What is expected: Copy every one of the records below line for line, changing nothing.

Records for the exercise:
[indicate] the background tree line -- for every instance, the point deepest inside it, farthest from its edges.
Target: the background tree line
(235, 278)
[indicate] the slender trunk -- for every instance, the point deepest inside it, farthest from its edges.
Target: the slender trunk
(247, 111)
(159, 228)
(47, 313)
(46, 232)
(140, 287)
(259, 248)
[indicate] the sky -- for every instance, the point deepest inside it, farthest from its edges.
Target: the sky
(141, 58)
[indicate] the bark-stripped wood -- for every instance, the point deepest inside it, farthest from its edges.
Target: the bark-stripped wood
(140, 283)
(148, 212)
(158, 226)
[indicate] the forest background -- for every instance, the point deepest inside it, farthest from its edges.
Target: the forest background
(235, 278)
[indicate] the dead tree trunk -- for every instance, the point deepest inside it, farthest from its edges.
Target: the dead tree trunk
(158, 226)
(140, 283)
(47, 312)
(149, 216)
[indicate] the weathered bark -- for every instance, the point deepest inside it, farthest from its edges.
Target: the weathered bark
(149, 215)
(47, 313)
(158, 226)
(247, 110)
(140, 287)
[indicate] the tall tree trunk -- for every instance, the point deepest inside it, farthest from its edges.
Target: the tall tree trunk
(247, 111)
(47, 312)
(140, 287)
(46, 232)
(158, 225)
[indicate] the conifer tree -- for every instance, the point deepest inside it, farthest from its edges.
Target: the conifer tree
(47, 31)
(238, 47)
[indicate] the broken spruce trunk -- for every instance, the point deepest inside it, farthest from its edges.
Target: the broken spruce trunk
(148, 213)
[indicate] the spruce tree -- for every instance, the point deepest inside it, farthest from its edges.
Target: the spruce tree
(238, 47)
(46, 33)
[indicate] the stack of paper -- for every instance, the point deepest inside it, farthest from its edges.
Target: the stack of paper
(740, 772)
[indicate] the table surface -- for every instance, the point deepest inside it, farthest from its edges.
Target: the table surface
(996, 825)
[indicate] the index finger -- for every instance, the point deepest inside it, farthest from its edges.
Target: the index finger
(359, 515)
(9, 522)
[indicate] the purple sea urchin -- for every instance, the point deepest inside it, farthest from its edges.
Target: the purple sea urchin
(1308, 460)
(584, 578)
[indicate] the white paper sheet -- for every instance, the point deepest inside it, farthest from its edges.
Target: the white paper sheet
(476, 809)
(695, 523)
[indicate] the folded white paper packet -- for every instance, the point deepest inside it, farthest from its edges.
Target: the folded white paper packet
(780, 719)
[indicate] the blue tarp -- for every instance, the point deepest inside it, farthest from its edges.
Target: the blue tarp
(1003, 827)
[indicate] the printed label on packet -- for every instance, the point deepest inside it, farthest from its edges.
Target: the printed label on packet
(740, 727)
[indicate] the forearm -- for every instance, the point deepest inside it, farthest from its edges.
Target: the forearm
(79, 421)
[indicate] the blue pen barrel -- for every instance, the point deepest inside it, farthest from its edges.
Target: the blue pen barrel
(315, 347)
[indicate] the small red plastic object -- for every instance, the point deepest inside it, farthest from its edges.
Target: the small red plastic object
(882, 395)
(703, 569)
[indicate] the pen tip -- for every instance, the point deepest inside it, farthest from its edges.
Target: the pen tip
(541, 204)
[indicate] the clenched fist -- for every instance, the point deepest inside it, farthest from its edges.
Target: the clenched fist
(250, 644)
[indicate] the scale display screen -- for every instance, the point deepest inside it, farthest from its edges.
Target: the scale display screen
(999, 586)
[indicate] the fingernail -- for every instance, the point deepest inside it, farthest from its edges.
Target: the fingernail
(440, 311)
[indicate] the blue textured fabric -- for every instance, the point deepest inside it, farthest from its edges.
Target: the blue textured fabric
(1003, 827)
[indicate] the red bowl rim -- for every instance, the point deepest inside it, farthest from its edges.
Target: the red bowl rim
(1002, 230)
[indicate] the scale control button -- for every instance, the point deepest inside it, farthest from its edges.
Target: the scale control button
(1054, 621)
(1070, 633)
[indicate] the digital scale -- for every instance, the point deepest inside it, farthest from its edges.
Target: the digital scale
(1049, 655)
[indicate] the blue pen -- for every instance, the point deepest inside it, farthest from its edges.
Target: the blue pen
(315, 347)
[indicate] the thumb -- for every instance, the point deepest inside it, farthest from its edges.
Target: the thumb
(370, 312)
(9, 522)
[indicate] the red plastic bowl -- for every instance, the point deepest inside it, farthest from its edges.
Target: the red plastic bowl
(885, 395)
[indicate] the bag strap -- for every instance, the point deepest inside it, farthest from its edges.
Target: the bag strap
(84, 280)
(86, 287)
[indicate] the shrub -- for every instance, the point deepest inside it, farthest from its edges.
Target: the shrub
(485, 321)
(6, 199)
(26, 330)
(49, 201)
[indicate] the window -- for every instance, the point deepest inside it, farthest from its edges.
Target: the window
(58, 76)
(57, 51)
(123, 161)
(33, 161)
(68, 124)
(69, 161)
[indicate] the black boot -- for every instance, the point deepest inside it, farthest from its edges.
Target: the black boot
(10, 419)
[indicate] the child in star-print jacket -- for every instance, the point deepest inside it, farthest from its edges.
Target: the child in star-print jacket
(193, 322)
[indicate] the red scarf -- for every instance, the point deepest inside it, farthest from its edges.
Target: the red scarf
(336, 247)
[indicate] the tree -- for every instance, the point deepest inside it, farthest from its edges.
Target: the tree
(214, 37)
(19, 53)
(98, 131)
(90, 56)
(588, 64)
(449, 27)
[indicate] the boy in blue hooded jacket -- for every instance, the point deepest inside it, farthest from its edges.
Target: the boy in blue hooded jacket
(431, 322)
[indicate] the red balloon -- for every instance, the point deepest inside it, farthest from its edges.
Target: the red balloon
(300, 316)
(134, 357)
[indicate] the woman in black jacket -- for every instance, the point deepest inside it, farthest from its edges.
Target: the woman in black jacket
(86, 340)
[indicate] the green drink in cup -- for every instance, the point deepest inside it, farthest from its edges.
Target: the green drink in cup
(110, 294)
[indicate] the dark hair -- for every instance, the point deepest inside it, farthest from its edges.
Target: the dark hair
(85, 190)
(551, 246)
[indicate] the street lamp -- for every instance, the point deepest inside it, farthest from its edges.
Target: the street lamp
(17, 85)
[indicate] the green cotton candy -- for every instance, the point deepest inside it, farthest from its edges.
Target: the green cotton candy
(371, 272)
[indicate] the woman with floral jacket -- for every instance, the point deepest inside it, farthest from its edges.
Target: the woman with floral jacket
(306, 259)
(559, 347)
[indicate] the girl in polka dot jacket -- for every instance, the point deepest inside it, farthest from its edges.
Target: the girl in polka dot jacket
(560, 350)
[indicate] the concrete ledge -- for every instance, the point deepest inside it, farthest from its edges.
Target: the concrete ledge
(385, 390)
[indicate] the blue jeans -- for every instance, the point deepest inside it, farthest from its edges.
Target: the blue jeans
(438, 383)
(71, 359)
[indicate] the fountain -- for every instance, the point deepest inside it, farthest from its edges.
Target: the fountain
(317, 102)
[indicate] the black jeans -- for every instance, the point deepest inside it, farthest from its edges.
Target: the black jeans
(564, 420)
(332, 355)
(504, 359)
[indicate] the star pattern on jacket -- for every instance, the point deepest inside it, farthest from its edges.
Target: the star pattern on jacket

Solution below:
[indicate] the background tree line -- for every instance, the point deepest inside it, farthest from its edges.
Target: the background tree line
(235, 278)
[indicate] the slender trunk -- for every instance, the point deepest inside it, farthest from its edges.
Target: the slender trunk
(247, 111)
(159, 228)
(47, 313)
(46, 232)
(140, 287)
(259, 248)
[indicate] the sky -- for every instance, the point deepest inside it, farthest from its edges.
Target: the sky
(141, 58)
[indicate] the bark-stripped wood -- for every instance, the point deepest inside it, farthest from its edges.
Target: the bark-stripped wood
(140, 283)
(148, 212)
(158, 226)
[indicate] the forest background -- for every instance, the point deepest inside it, farthest from its edges.
Target: the forest background
(235, 278)
[indicate] the dead tree trunk -- for every instance, the point deepest inside it, farthest from its edges.
Target: the dead tree trunk
(158, 226)
(140, 283)
(47, 312)
(149, 216)
[indicate] the weathered bark -- for every instance, the point deepest inside it, farthest from its edges.
Target: the weathered bark
(149, 215)
(47, 313)
(158, 226)
(247, 110)
(140, 287)
[indicate] the tall tree trunk -- for every instance, the point deepest inside it, farthest from its edges.
Target: the tall tree trunk
(247, 111)
(47, 312)
(140, 287)
(46, 232)
(158, 225)
[indicate] the conifer tree -- for every instance, the point deepest inside it, farthest from its edges.
Target: the conifer tree
(47, 31)
(238, 47)
[indicate] the broken spruce trunk -- for every instance, the point deepest inside it, farthest from its edges.
Target: the broken spruce trunk
(148, 213)
[indicate] the spruce tree -- for every instance, the point deepest inside it, farthest from its edges.
Target: the spruce tree
(238, 47)
(46, 33)
[indicate] the stack of paper -- for every instance, the point deepest inside it, farthest from its edges.
Target: the stack of paper
(740, 772)
[indicate] the table surface -- for every instance, the point deepest inside it, farthest from its edges.
Target: the table surface
(996, 825)
[indicate] the index finger -- for every instance, the point deepest inside it, farthest from its edges.
Target: the index finger
(359, 515)
(9, 522)
[indicate] the purple sea urchin -- for every instance, the point deepest inside it, farthest from its edges.
Target: the purple sea urchin
(1308, 460)
(584, 578)
[indicate] the white paper sheet -- for every instance, the point deepest inside it, farthest from its edges.
Target: the white paper sheet
(476, 809)
(695, 523)
[indicate] the folded white paper packet -- for every instance, the point deepest inside it, farthest from its edges.
Target: the folded white paper packet
(780, 719)
[indicate] the blue tarp -- for every instance, the point deepest inside it, farthest from its edges.
Target: the blue tarp
(1003, 827)
[indicate] the printed label on packet -- for every instance, the point deepest inside it, farthest from its edges.
Target: the printed label on packet
(740, 727)
[indicate] the forearm -- for every instance, the point deepest inside it, farthest from its edges.
Target: the forearm
(79, 421)
[indicate] the blue pen barrel -- for every instance, the point deepest inside it, farthest from its edges.
Target: the blue pen barrel
(315, 347)
[indicate] the small red plastic object -- for every instance, the point deepest inside it, farthest from its edges.
Target: the small red plastic object
(882, 395)
(703, 569)
[indicate] the pen tip -- for every instance, the point deepest inside it, farthest from its edges.
Target: the pen tip
(541, 204)
[indicate] the clenched fist -- for every instance, the point deepest inside it, farthest from its edges.
Target: the clenched fist
(250, 644)
[indicate] the scale display screen -- for every instance, the point deepest inside it, farthest from its edges.
Target: the scale display screen
(999, 586)
[indicate] the fingernail -- for every instance, the point deepest inside it, farthest from its edges.
Target: the fingernail
(440, 311)
[indicate] the blue textured fabric -- for every instance, the point deepest inside it, farthest from its edges.
Target: the blue textured fabric
(1003, 827)
[indicate] the red bowl rim -- for every instance, the point deepest inside it, farthest from its edges.
Target: the red bowl rim
(1002, 230)
[indicate] the scale control button -- for every instance, the point deepest inside it, farthest from its edges.
Target: the scale control button
(1054, 621)
(1070, 633)
[indicate] the digital scale -- for every instance, the point deepest inside it, farthest from its edges.
Target: the digital scale
(1049, 655)
[indicate] the blue pen -- for every instance, the point deepest inside it, farthest from its edges.
Target: the blue pen
(315, 347)
[indicate] the thumb -- for every instance, the point deepest inside it, farthest from its edges.
Target: the thumb
(370, 312)
(9, 522)
[indicate] the red plastic bowl -- for every instance, the point deepest inside it, farthest from its edges.
Target: the red plastic bowl
(885, 395)
[indicate] the bag strap -- for every instance, the point deepest inside it, farthest from its edges.
Target: the bag strap
(84, 280)
(86, 287)
[indicate] the shrub -- for every instance, the point deepest inside it, farthest from its edges.
Target: the shrub
(485, 321)
(6, 199)
(26, 330)
(49, 201)
[indicate] the window -- for every instance, the point deepest inside it, farthest from its edges.
Target: the window
(58, 76)
(57, 51)
(123, 161)
(33, 161)
(68, 124)
(69, 161)
[indicate] the black boot -- for every instance, the point deepest inside it, farthest from its edges.
Target: the black boot
(10, 419)
[indicate] the child in star-print jacket -- for every instance, the point deepest inside it, farthest from its edges.
Target: the child in star-print jacket
(193, 322)
[indicate] the red scarf -- for every instance, the point deepest inside it, farthest from its edges.
Target: the red scarf
(336, 247)
[indicate] the tree -- for every instance, the point deepest inside it, farthest from its edges.
Target: the tree
(214, 37)
(19, 53)
(98, 131)
(90, 56)
(588, 64)
(449, 27)
[indicate] the boy in blue hooded jacket -- for every instance, the point deepest inside it, farthest from its edges.
Target: the boy in blue hooded jacket
(431, 322)
[indicate] the red balloon -- for every instance, the point deepest inside it, farthest from its edges.
Target: the red balloon
(300, 316)
(134, 357)
[indicate] the woman in black jacket -- for every instance, the point deepest inside it, farthest from its edges.
Target: the woman in black jacket
(86, 340)
[indicate] the green drink in cup -- for every instance, the point deepest inside it, farthest from its edges.
Target: the green drink in cup
(110, 294)
[indicate] the dark hair -- for every instance, the point deepest inside it, farthest from its edges.
Target: the dark hair
(85, 190)
(551, 246)
[indicate] the street lamp -- for every instance, the point deepest inside it, farthest from its edges.
Target: the street lamp
(17, 85)
[indicate] the green cotton candy -- for every instance, the point deepest inside it, farthest from its edges.
Target: the green cotton candy
(371, 272)
[indicate] the woman with floral jacket -- for every instance, the point deepest inside it, farthest from its edges.
Target: the woman with floral jacket
(306, 259)
(559, 347)
[indicate] the girl in polka dot jacket -- for every instance, the point deepest inside it, farthest from its edges.
Target: the girl in polka dot jacket
(560, 350)
[indicate] the concrete ledge -- for every instance, the point deepest inside it, farthest from its edges.
Target: the concrete ledge
(385, 390)
[indicate] the blue jeans -- for every instance, the point deepest inside it, farthest from its edges.
Target: the blue jeans
(438, 383)
(71, 359)
[indicate] the fountain -- for every instance, the point deepest inside it, farthest from its edges.
Target: the fountain
(317, 102)
[indicate] the black jeans -- for every instance, the point deepest inside it, farthest from its edges.
Target: the black jeans
(564, 420)
(332, 355)
(504, 359)
[indicate] the star pattern on jacket -- for every instance, the point deepest inside it, farthest from its edges.
Target: the star pattern on jacket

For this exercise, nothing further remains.